[Text provided]
·····

British writer L. J. K. Setright nailed it years ago when he responded to a question about how he would use Earth's last gallon of gasoline. Setright, an astute and complex automotive journalist, wouldn't choose to squander that last hit off OPEC's pumps by firing up a Ferrari or charging the batteries on something like a Honda Insight. Rather, he said he'd burn it off in a motor glider, in one last climb, mingling chance and skill for, hopefully, a lengthy soaring flight.
A motor glider, Setright? One of them flying flivvers — rare as frog's hair in this country? Yeah. Quirky as they are, motorgliders have virtues. How does a roomy cockpit for two, outstanding visibility, 100-knot cruise speed, and 600-mile range on about 4 gallons per hour strike you? Or perhaps this is the clincher: In calm conditions, the typical touring motor glider, with its engine off and propeller feathered, can glide more than 50 miles from 10,000 feet agl. Toss in some thermal activity, and you can trade a gallon or so of gas for several hours of soaring. Try doing that in a generic small airplane.
Recently, I bought a Hoffman H 36 Dimona to see if a motor glider can truly fold its wings in a flash, soar like a sea gull, and perform in cruise like the world's most efficient airplanes. As a low-time glider pilot with plenty of airplane time, I expected the Dimona to function adequately as an airplane. But could it really measure up as a sailplane? Because of its powerplant's weight, with the associated propeller, fuel supply and system, instrumentation, and substantial landing gear, it was very clear that the Dimona gives up about 450 pounds to most unpowered two-seat sailplanes. That weight translates into an increased sink rate. Does that make the Dimona — as one friend sniped — just for pilots who can't fly their Cessna 150s because they blew their medical? Let's see....
While having a high-aspect-ratio wing with a span of 52.5 feet is a clear virtue for soaring performance, it's a challenge when looking for hangar space. Most owners need to take advantage of the straightforward folding-wing design: With its wings folded against the fuselage, the Dimona's footprint is reduced to 31 feet long and 7 feet wide.
Once the wings are mated to the fuselage (a 20-minute chore), preflight is mostly typical, with particular emphasis on establishing proper control travel and continuity. Boarding the Dimona is accomplished by first stepping onto the landing-gear leg, using the glareshield handholds, straddling the control stick with both feet, and letting yourself down into the comfortable reclined seats.

·····

[Available data]

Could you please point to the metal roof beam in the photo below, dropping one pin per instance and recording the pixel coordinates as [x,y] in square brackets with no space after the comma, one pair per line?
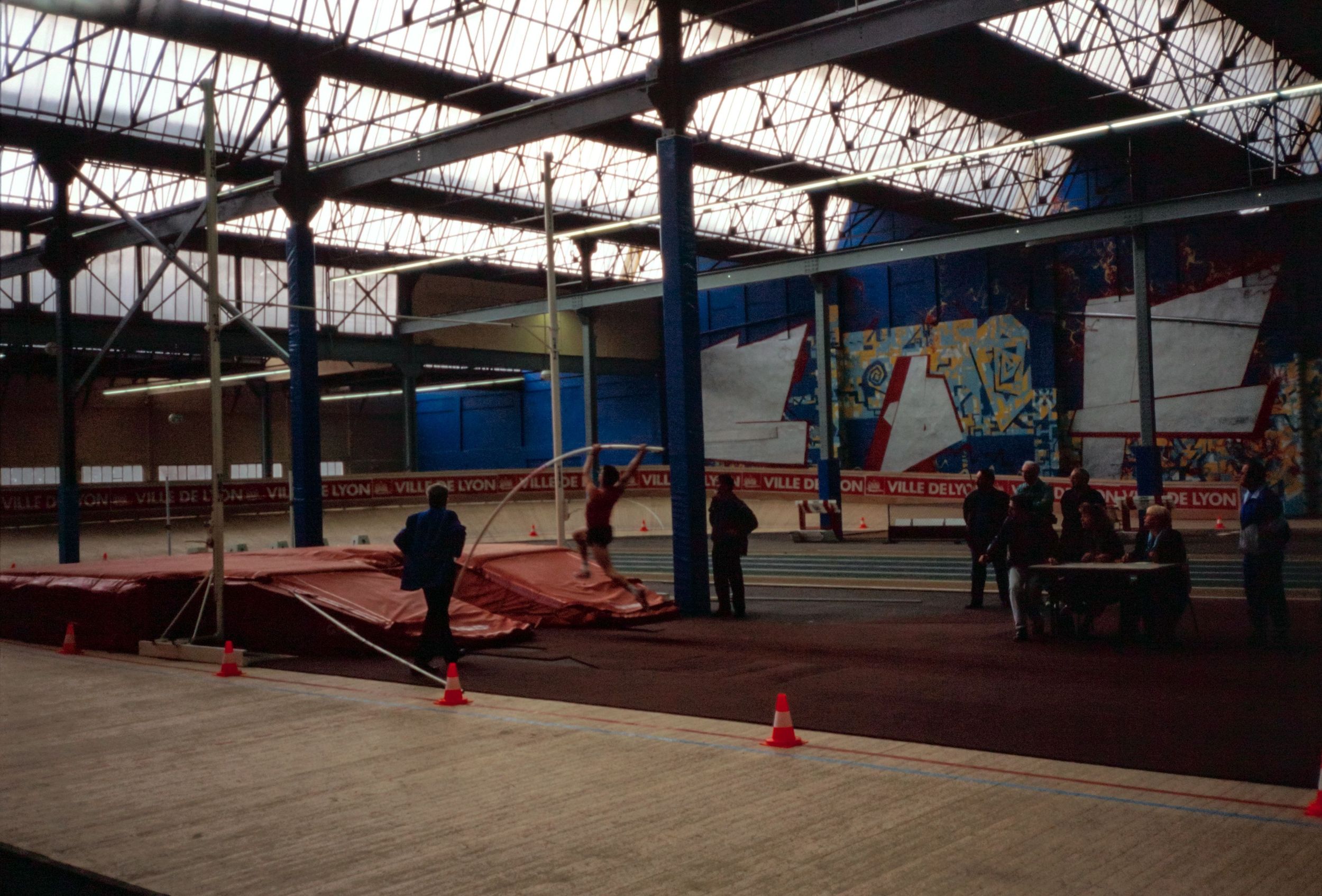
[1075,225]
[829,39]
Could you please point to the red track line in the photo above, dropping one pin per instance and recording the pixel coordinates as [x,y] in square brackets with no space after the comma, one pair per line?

·····

[Exercise] Using the motor glider text, explain in one to three sentences why the Dimona has a higher sink rate than most unpowered two-seat sailplanes.

[Problem solution] The Dimona carries a powerplant with its propeller, fuel supply and system, instrumentation, and substantial landing gear, so it gives up about 450 pounds to most unpowered two-seat sailplanes. That extra weight translates into an increased sink rate.